# WHAT THIS TASK INVOLVES
Rewrite the lines below, swapping "crenellated roofline" for "stepped parapet" and leaving everything else unchanged.

# ENTRIES PROVIDED
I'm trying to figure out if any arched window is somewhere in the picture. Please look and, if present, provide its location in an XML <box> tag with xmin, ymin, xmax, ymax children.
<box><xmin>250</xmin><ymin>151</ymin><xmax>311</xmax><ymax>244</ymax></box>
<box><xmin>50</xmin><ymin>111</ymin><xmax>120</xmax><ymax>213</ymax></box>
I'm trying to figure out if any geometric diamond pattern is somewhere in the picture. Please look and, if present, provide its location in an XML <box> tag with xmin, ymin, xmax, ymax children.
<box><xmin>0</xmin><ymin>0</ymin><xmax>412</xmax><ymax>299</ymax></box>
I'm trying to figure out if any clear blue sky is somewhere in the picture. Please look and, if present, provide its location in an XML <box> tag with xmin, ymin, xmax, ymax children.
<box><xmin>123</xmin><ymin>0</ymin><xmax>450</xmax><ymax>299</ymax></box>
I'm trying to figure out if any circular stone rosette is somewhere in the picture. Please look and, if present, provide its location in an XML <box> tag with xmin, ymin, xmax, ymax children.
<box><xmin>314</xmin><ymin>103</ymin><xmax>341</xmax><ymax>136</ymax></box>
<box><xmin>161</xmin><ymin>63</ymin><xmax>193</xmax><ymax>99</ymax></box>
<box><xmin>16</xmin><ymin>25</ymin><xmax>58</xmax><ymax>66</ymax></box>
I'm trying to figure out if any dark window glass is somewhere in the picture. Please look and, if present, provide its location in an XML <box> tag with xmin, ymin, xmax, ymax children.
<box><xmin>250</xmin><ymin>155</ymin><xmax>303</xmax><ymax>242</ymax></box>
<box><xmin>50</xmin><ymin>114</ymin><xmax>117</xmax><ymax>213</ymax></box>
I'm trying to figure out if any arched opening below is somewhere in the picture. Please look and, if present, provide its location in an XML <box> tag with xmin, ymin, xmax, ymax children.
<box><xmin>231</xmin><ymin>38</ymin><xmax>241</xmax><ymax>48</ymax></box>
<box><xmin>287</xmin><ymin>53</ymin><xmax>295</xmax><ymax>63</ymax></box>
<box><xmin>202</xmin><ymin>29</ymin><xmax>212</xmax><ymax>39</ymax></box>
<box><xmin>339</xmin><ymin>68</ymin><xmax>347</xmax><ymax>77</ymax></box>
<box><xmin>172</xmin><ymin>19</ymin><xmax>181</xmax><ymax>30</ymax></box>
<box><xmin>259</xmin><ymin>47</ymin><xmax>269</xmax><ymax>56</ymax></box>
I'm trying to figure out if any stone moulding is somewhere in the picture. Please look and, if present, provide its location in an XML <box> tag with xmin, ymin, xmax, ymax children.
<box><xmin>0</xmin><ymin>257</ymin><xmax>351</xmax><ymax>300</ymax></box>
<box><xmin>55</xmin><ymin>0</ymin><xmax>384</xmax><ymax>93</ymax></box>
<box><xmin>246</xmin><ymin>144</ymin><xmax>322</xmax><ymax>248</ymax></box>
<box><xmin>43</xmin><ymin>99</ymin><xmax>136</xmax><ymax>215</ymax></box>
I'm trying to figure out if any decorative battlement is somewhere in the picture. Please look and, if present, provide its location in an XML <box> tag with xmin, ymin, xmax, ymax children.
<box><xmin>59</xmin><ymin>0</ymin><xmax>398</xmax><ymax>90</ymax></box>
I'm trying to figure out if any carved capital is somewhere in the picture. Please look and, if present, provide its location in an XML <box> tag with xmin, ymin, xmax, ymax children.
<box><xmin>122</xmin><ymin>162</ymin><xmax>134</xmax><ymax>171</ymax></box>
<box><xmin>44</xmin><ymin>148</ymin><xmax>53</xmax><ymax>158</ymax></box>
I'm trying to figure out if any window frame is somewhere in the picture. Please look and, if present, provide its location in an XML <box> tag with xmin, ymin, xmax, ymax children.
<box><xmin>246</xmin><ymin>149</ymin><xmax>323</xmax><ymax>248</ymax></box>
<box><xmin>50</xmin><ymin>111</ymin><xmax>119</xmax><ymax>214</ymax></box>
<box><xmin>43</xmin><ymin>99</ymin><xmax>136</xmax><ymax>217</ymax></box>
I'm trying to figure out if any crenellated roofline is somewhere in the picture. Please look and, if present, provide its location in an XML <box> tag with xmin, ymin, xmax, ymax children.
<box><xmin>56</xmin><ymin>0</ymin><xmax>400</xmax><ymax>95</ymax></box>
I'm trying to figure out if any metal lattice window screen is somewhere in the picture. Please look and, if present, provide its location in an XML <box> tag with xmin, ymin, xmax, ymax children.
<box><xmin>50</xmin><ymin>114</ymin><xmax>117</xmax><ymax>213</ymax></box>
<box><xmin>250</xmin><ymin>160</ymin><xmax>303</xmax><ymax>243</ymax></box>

# COMPLETED EXERCISE
I'm trying to figure out if any arched window is somewhere in the picture. Please look and, if present, provide its location in an XML <box> tag with xmin, ymin, xmax, ymax children.
<box><xmin>250</xmin><ymin>151</ymin><xmax>311</xmax><ymax>244</ymax></box>
<box><xmin>50</xmin><ymin>111</ymin><xmax>120</xmax><ymax>213</ymax></box>
I'm trying to figure out if any geometric diamond pattern is somewhere in the picture. Please look and, if present, provide its location in an XML <box> tag with xmin, ymin, xmax, ymax children.
<box><xmin>0</xmin><ymin>0</ymin><xmax>412</xmax><ymax>299</ymax></box>
I'm trying to figure out if any clear blue sky is somewhere in the picture. Please look and, if present, provide its location in an XML <box> tag with xmin, ymin, xmax, ymax children.
<box><xmin>123</xmin><ymin>0</ymin><xmax>450</xmax><ymax>299</ymax></box>
I'm trying to figure out if any circular stone rosette is somewhere in the picture. Please look and, if present, provide its location in an XML <box> tag with xmin, ymin, xmax, ymax children.
<box><xmin>314</xmin><ymin>103</ymin><xmax>341</xmax><ymax>136</ymax></box>
<box><xmin>161</xmin><ymin>63</ymin><xmax>193</xmax><ymax>99</ymax></box>
<box><xmin>16</xmin><ymin>25</ymin><xmax>58</xmax><ymax>66</ymax></box>
I'm trying to figure out if any dark window glass is somewhere in the picture. Please look and, if present, provide its location in an XML <box> tag with xmin, ymin, xmax, ymax children.
<box><xmin>250</xmin><ymin>155</ymin><xmax>303</xmax><ymax>242</ymax></box>
<box><xmin>50</xmin><ymin>114</ymin><xmax>117</xmax><ymax>213</ymax></box>
I'm trying to figure out if any arched opening below is somewhere in the picture. Please look and, if present, provide its location in an XML <box> tag with xmin, ymin, xmax, ymax children.
<box><xmin>231</xmin><ymin>38</ymin><xmax>241</xmax><ymax>48</ymax></box>
<box><xmin>287</xmin><ymin>53</ymin><xmax>295</xmax><ymax>63</ymax></box>
<box><xmin>202</xmin><ymin>29</ymin><xmax>212</xmax><ymax>39</ymax></box>
<box><xmin>339</xmin><ymin>68</ymin><xmax>347</xmax><ymax>77</ymax></box>
<box><xmin>172</xmin><ymin>19</ymin><xmax>181</xmax><ymax>30</ymax></box>
<box><xmin>259</xmin><ymin>47</ymin><xmax>269</xmax><ymax>56</ymax></box>
I'm trying to figure out if any stone moulding is somewhere in the picture. Please look and, if present, provide its location in an XML <box> tag with xmin, ymin, xmax, ymax children.
<box><xmin>0</xmin><ymin>257</ymin><xmax>351</xmax><ymax>300</ymax></box>
<box><xmin>55</xmin><ymin>0</ymin><xmax>384</xmax><ymax>93</ymax></box>
<box><xmin>246</xmin><ymin>144</ymin><xmax>322</xmax><ymax>248</ymax></box>
<box><xmin>43</xmin><ymin>99</ymin><xmax>136</xmax><ymax>215</ymax></box>
I'm trying to figure out if any decorative battlement is somewhere in the picture. Please look and, if present, provide its location in an XML <box> tag with xmin, ymin, xmax, ymax children.
<box><xmin>59</xmin><ymin>0</ymin><xmax>398</xmax><ymax>90</ymax></box>
I'm trying to figure out if any carved capital is somewhere in the picture. Please look and, if present, provide its location in an XML <box> tag with xmin, ymin, xmax, ymax children.
<box><xmin>122</xmin><ymin>162</ymin><xmax>134</xmax><ymax>171</ymax></box>
<box><xmin>44</xmin><ymin>148</ymin><xmax>53</xmax><ymax>158</ymax></box>
I'm trying to figure out if any window frame is somewhere in the picture. Please look and, if present, provide its location in an XML <box> tag with xmin, ymin, xmax, ymax children.
<box><xmin>246</xmin><ymin>149</ymin><xmax>323</xmax><ymax>248</ymax></box>
<box><xmin>50</xmin><ymin>111</ymin><xmax>119</xmax><ymax>214</ymax></box>
<box><xmin>43</xmin><ymin>99</ymin><xmax>136</xmax><ymax>217</ymax></box>
I'm trying to figure out if any stepped parapet is somewhere in the picture. Please look and, if present, provide its location in an XML <box> tag with xmin, ymin, xmax, ymax children.
<box><xmin>56</xmin><ymin>0</ymin><xmax>400</xmax><ymax>95</ymax></box>
I'm trying to figure out if any metal lattice window screen is somewhere in the picture. Please look and, if present, provide its location in an XML <box> tag with xmin, ymin, xmax, ymax children.
<box><xmin>50</xmin><ymin>114</ymin><xmax>117</xmax><ymax>213</ymax></box>
<box><xmin>250</xmin><ymin>160</ymin><xmax>303</xmax><ymax>243</ymax></box>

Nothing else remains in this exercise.